↓
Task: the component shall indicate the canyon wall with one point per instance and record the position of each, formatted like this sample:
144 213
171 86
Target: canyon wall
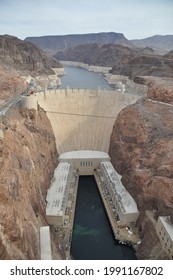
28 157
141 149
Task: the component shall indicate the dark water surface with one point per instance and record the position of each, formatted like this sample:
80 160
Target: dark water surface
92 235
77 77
↑
↓
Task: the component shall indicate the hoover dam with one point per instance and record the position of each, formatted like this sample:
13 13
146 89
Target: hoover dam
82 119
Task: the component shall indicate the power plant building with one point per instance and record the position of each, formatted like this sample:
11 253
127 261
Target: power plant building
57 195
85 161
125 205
↑
**EXERCISE INSTRUCTIONS**
Once the line with "Task: the component shall indicate the canyon" is found in the data above, reproduce it and each line after it exactly, through the line with "Task: the component shall indicate the dark". Omit the pictures.

**EXERCISE RESULT**
Task: the component shall indicate the canyon wall with one point per instance and record the position of each, formatted like this sample:
144 213
171 86
Target: canyon wall
28 157
141 149
Task: the component shall indicate the dark water surface with one point per instance and record the position of each, formatted like this sample:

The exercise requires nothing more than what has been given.